Set problem: Put the lines below into a JSON list of strings, one string per line, with blank lines left out.

(Dataset items)
---

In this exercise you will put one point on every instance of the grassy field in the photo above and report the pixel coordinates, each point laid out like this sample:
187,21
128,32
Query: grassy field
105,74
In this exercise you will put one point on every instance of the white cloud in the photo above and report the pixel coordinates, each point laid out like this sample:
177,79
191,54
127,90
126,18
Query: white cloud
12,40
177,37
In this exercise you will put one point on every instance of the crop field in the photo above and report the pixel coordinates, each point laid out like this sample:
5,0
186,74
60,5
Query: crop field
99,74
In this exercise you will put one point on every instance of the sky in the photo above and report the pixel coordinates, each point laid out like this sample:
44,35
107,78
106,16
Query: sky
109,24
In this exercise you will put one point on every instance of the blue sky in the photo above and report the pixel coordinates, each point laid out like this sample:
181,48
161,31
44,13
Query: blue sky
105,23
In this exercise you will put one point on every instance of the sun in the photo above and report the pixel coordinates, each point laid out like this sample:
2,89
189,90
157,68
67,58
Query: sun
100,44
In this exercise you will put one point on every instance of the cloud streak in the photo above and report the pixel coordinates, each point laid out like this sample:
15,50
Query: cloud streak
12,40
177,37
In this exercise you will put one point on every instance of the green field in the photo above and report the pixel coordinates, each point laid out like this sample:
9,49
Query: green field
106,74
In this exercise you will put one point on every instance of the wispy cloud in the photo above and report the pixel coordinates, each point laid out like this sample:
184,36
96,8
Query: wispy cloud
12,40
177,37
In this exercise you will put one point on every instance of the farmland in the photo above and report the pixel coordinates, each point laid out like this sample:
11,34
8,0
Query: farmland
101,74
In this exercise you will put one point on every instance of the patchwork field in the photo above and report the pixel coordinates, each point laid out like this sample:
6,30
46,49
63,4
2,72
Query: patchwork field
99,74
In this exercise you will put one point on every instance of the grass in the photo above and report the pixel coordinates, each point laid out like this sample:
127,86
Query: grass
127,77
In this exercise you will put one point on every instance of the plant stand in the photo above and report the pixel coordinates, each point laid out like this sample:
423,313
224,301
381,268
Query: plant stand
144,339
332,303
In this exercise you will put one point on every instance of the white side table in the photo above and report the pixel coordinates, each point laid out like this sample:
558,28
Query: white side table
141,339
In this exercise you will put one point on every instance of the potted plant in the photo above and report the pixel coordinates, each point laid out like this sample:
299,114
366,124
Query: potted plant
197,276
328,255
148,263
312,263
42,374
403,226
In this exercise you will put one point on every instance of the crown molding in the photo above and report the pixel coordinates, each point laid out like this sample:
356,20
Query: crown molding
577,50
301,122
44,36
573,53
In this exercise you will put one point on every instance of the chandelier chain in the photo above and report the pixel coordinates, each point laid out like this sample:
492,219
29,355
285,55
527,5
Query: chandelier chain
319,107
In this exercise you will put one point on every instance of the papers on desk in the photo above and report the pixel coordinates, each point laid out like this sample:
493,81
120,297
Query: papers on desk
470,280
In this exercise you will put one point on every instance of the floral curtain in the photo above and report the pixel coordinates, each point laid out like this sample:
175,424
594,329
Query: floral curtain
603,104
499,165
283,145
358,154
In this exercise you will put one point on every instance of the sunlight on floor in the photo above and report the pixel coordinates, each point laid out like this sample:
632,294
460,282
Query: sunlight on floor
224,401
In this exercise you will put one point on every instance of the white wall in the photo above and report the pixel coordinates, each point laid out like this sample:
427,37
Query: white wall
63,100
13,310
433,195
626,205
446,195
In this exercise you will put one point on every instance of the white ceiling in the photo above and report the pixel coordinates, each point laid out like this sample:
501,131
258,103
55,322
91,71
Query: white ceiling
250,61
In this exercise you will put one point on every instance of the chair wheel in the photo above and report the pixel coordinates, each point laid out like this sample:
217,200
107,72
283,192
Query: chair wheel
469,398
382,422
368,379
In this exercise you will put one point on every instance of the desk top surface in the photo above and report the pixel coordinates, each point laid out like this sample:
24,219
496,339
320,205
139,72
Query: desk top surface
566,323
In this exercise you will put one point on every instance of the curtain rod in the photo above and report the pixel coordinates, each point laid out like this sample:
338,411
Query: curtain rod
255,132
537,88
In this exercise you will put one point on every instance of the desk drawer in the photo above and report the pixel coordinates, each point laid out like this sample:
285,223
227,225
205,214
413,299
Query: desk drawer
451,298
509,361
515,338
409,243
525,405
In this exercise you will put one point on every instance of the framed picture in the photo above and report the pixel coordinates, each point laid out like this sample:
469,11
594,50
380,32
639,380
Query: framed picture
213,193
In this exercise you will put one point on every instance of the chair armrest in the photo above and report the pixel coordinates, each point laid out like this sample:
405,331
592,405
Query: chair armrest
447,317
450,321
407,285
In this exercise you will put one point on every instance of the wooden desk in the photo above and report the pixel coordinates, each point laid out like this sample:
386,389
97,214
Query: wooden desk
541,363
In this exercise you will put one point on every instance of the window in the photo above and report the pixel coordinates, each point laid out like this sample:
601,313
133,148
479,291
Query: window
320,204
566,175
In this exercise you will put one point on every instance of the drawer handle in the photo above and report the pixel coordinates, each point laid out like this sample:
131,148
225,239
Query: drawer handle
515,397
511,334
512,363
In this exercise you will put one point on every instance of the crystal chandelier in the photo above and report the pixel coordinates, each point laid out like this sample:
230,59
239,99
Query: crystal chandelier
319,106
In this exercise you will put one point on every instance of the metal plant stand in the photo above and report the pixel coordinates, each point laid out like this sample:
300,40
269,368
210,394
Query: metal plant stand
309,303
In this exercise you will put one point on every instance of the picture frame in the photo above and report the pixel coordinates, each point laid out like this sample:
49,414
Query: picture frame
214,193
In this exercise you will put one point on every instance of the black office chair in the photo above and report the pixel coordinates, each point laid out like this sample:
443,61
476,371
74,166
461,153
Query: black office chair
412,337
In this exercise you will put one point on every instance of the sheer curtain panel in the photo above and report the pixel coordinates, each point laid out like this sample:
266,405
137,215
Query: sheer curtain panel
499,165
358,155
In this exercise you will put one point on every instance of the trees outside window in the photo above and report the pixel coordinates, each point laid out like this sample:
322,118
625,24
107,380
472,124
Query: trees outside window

---

Solution for this task:
[
  "In this exercise you will put one point on every instance of the grassy field in the photo above and report the pixel coordinates, each point laid out like this sample:",
  "187,21",
  "128,32",
  "Query: grassy field",
  "105,74",
  "In this exercise you will put one point on every instance of the white cloud in the photo above and report the pixel coordinates, each point laid out like this sample:",
  "177,79",
  "191,54",
  "127,90",
  "126,18",
  "Query: white cloud",
  "12,40",
  "177,37",
  "In this exercise you will put one point on every instance of the crop field in the photo above and report the pixel coordinates, each point laid out like this sample:",
  "5,0",
  "186,74",
  "60,5",
  "Query: crop field",
  "99,74",
  "In this exercise you will put one point on every instance of the sky in the photo above and report the pixel coordinates, each point laid out like this sample:",
  "44,35",
  "107,78",
  "106,16",
  "Query: sky",
  "109,24",
  "In this exercise you will put one point on every instance of the blue sky in the photo above and report the pixel coordinates, each point laid out like this sample:",
  "181,48",
  "161,31",
  "44,13",
  "Query: blue sky",
  "105,23",
  "In this exercise you will put one point on every instance of the sun in the photo above and report the pixel coordinates, each point laid out like this sample:",
  "2,89",
  "189,90",
  "157,68",
  "67,58",
  "Query: sun",
  "100,44",
  "In this exercise you will put one point on every instance of the cloud streak in the photo above and report the pixel coordinates, each point laid out like this sample:",
  "15,50",
  "Query: cloud streak",
  "12,40",
  "177,37",
  "In this exercise you will put one point on every instance of the green field in the photo above and report the pixel coordinates, each point laid out like this sample:",
  "9,49",
  "Query: green field",
  "106,74",
  "In this exercise you will put one point on every instance of the wispy cloud in the photo above and report the pixel coordinates, each point laid out like this sample:",
  "184,36",
  "96,8",
  "Query: wispy cloud",
  "12,40",
  "177,37",
  "In this exercise you will put one point on every instance of the farmland in the photo above and report the pixel coordinates, each point laid out like this sample:",
  "11,34",
  "8,0",
  "Query: farmland",
  "101,74",
  "In this exercise you will put one point on every instance of the patchwork field in the photo above and report the pixel coordinates, each point laid out like this sample:",
  "6,30",
  "46,49",
  "63,4",
  "2,72",
  "Query: patchwork field",
  "99,74",
  "In this exercise you will put one point on every instance of the grass in the photo above and report the pixel coordinates, each point laid out like this sample:",
  "127,86",
  "Query: grass",
  "127,77",
  "In this exercise you will put one point on every instance of the plant stand in the photo above and report the pixel coordinates, each point laid out like this sample:",
  "423,313",
  "224,301",
  "381,268",
  "Query: plant stand",
  "144,339",
  "332,303",
  "In this exercise you will put one point on every instance of the white side table in the photo above and report the pixel coordinates, each point laid out like this sample:",
  "558,28",
  "Query: white side table",
  "141,339",
  "In this exercise you will put one point on every instance of the potted plant in the photo above and report the pixel coordinates, each point laid out like this sample:",
  "299,114",
  "366,124",
  "Query: potted plant",
  "197,276",
  "328,255",
  "148,263",
  "312,263",
  "42,374",
  "403,226",
  "In this exercise you will put one point on every instance of the crown molding in the photo above and report the pixel coordinates, each point laid out like this sample:",
  "356,20",
  "Query: crown molding",
  "577,50",
  "301,122",
  "44,36",
  "573,53",
  "In this exercise you will put one point on every instance of the chandelier chain in the photo above and report the pixel coordinates, each point laid out like this sample:",
  "492,219",
  "29,355",
  "285,55",
  "527,5",
  "Query: chandelier chain",
  "319,107",
  "In this exercise you will put one point on every instance of the papers on desk in the photo above and report the pixel coordinates, each point laid out like this sample:",
  "493,81",
  "120,297",
  "Query: papers on desk",
  "470,280",
  "In this exercise you will put one point on every instance of the floral curtain in the photo above and report the pixel coordinates, each point laid out like this sample:",
  "175,424",
  "594,329",
  "Query: floral curtain",
  "603,104",
  "499,165",
  "283,145",
  "358,154",
  "In this exercise you will put one point on every instance of the sunlight on floor in the photo above and report the pixel coordinates, each point laid out like this sample:",
  "632,294",
  "460,282",
  "Query: sunlight on floor",
  "224,401",
  "In this exercise you will put one point on every instance of the white wall in the photo above and report the pixel coordinates, each point laid out like this sample:",
  "427,37",
  "Query: white wall",
  "63,100",
  "13,310",
  "433,195",
  "626,205",
  "446,195",
  "In this exercise you will put one point on every instance of the white ceiling in the photo above and report the pixel coordinates, each point laid out like this sample:",
  "501,131",
  "258,103",
  "55,322",
  "91,71",
  "Query: white ceiling",
  "250,61",
  "In this exercise you will put one point on every instance of the chair wheel in the photo above and report the pixel coordinates, each point laid out like this sample:",
  "217,200",
  "107,72",
  "283,192",
  "Query: chair wheel",
  "469,398",
  "382,422",
  "368,379",
  "In this exercise you will put one point on every instance of the desk top surface in the photo above and report the pixel coordinates, each point laid out like this sample:",
  "24,219",
  "496,339",
  "320,205",
  "139,72",
  "Query: desk top surface",
  "566,323",
  "In this exercise you will put one point on every instance of the curtain rod in the photo above and report the pixel coordinates, each point laid out like this sample:",
  "338,411",
  "Query: curtain rod",
  "255,132",
  "537,88",
  "In this exercise you will put one point on every instance of the desk drawer in the photo above and report the pixel coordinates, each point laid out like this sample:",
  "285,223",
  "227,225",
  "205,214",
  "413,299",
  "Query: desk drawer",
  "451,298",
  "509,361",
  "515,338",
  "409,243",
  "525,405",
  "In this exercise you will put one point on every instance of the framed picture in the photo above and report the pixel coordinates, each point laid out like this sample:",
  "469,11",
  "594,50",
  "380,32",
  "639,380",
  "Query: framed picture",
  "213,193",
  "In this exercise you will put one point on every instance of the chair armrest in the photo above and report the pixel coordinates, each point laid out like this sample:",
  "405,331",
  "592,405",
  "Query: chair armrest",
  "447,317",
  "450,321",
  "407,285",
  "In this exercise you will put one point on every instance of the wooden desk in the photo above and report the pixel coordinates, each point laid out like this sample:",
  "386,389",
  "97,214",
  "Query: wooden desk",
  "541,363",
  "In this exercise you will put one point on every instance of the window in the photo above and report the pixel coordinates, each point laid out like this sample:",
  "601,313",
  "133,148",
  "479,291",
  "Query: window",
  "320,204",
  "566,175",
  "In this exercise you will put one point on every instance of the drawer handle in the photo above and report the pixel coordinates, each point laid out like this sample:",
  "131,148",
  "225,239",
  "Query: drawer handle",
  "515,397",
  "511,334",
  "512,363",
  "In this exercise you will put one point on every instance of the crystal chandelier in the photo above and report the pixel coordinates, each point laid out like this sample:",
  "230,59",
  "239,99",
  "Query: crystal chandelier",
  "319,106",
  "In this exercise you will put one point on every instance of the metal plant stand in the photo above and report the pixel coordinates, each point laid out like this sample:",
  "300,40",
  "269,368",
  "210,394",
  "Query: metal plant stand",
  "309,303",
  "In this exercise you will put one point on every instance of the picture frame in the photo above and report the pixel coordinates, each point laid out like this sample:",
  "49,414",
  "Query: picture frame",
  "214,193",
  "In this exercise you will put one point on every instance of the black office chair in the photo above and report the pixel coordinates, each point laid out like this sample:",
  "443,61",
  "476,371",
  "74,166",
  "461,153",
  "Query: black office chair",
  "412,337",
  "In this exercise you will put one point on every instance of the sheer curtain panel in the photo above and report the pixel coordinates, each point laid out like this sample:",
  "266,405",
  "137,215",
  "Query: sheer curtain panel",
  "499,165",
  "358,155",
  "In this exercise you will put one point on every instance of the trees outside window in the photo above and report the pixel coordinates, each point laid out like this sample:",
  "322,118",
  "625,24",
  "107,380",
  "472,124",
  "Query: trees outside window"
]